* Items:
* START *
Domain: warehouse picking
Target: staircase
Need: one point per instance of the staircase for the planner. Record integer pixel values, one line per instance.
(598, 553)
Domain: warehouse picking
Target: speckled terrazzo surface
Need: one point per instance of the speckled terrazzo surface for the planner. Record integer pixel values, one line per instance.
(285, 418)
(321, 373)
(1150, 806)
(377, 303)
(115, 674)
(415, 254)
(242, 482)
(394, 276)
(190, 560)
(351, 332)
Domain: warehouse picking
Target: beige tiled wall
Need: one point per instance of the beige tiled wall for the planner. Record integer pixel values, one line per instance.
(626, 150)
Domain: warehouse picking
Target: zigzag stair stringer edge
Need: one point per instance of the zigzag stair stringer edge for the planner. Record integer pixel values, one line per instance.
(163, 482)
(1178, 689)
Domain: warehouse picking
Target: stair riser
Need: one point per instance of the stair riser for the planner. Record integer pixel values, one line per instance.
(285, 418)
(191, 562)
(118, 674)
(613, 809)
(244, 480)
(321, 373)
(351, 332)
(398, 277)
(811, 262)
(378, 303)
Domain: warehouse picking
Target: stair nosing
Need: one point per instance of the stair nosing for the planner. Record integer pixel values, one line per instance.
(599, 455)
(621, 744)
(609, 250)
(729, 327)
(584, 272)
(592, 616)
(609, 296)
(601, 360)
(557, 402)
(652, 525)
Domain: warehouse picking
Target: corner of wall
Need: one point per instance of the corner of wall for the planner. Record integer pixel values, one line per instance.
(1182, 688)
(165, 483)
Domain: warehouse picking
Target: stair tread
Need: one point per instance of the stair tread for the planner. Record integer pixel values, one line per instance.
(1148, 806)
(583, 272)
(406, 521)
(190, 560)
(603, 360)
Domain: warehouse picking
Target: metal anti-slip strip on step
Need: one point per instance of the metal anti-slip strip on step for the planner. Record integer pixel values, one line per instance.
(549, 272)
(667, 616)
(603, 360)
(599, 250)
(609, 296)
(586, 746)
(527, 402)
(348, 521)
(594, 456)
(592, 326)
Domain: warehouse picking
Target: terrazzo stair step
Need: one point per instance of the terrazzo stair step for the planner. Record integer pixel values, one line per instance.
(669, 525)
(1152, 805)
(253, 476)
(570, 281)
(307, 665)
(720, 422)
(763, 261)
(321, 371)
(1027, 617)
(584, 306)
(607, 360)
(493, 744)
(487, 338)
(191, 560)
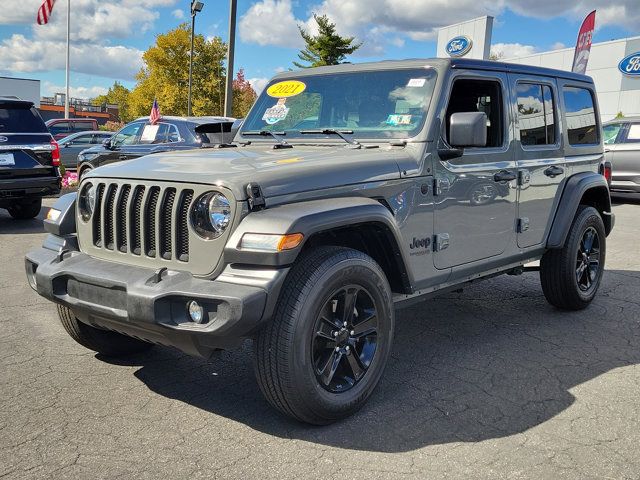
* END *
* Task to complete: Please state how many lines of the material above contain the string "wall", treating uppercase and lowercase as different. Reply with the number alone.

* Expected answer: 4